» **WHAT YOU NEED TO DO**:
Each entry should be written out again exactly, so that nothing is lost.

Items from a dataset
Segment Open

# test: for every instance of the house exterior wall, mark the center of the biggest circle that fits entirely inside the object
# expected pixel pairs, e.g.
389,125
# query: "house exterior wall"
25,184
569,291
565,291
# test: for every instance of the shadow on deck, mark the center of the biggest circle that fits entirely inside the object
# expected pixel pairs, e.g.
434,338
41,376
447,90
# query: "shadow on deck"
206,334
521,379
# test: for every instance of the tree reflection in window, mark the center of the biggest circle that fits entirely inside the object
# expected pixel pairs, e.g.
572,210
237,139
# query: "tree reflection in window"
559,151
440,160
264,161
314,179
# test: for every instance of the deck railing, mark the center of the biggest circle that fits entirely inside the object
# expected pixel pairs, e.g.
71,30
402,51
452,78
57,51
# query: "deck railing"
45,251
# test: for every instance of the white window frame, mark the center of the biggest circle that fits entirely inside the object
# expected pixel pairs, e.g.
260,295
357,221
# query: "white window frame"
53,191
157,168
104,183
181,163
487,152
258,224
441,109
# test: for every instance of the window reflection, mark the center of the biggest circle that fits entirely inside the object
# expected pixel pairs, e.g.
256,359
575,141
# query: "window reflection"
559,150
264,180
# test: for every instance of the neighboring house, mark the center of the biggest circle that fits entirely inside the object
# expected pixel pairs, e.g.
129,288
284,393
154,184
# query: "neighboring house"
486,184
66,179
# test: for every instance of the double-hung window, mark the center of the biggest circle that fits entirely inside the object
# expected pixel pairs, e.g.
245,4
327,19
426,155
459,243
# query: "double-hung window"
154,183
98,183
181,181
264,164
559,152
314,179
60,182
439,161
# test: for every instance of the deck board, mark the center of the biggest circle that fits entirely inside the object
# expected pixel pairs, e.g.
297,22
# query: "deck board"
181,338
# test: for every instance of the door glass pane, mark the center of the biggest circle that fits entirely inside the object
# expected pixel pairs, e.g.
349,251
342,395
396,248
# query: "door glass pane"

Segment Closed

» **SOLUTION**:
# test: for every instance of the house exterior wall, mark the center of the biggest circle that fits entirely inside the object
# expected pixel pairs, e.g.
389,125
# query: "house exterior wall"
25,184
569,291
565,291
# test: for every instance of the shadow on deck, mark the center of the biggest circle that fits entirely inside the object
# expected pixel pairs, e.g.
434,338
41,376
447,90
# query: "shadow on deck"
206,334
521,379
# test: for every instance of the tree reflection in window, mark the center of the biggest circle that fits entirely inside the object
# expected pixel pairs, e.g.
572,210
237,139
# query: "tree reflection in window"
559,151
440,160
264,161
314,179
# test: for every instance of the deck railing, mark the center of the biggest circle that fits entirely inside the object
# expected pixel pairs, e.g.
71,30
402,51
452,78
57,51
# query: "deck railing"
45,251
# test: for every instance of the white window frame, mark the center of the biggest circle that fits entirely inside the object
# expected pixel pairs, e.g.
260,295
357,221
# query: "white window frame"
53,191
157,168
104,183
181,163
487,152
258,224
441,109
# test: for every instance of the window reflection, mark the center of the biggest circle that fits entirely inside the object
# expected pixel pairs, e.g.
256,359
575,141
# query: "window reflection"
559,150
264,180
# test: for every instance of the neighboring house, mark the center of the biggest circle that fits entirely inside the object
# expected pixel pairs, e.g.
129,288
284,393
154,184
# query: "neighboring house"
486,184
66,179
# test: for every instance of the double-hung window, mark the center of the biggest circle that fits entirely inside the object
# expected pixel pairs, e.g.
245,4
327,19
426,155
459,243
# query: "double-hung window"
154,183
98,183
181,181
264,164
559,152
314,179
60,182
439,161
# test: for every instance of the deck board, mark the center of the biggest circle that fits entirely inside the object
# expected pixel pairs, e.g.
297,22
# query: "deck board"
181,338
# test: for every instance of the door glass pane, mark the center of the biggest circle that fits entirely inside the object
# expected pixel pairs, e.g.
349,251
342,395
396,248
# query: "door glass pane"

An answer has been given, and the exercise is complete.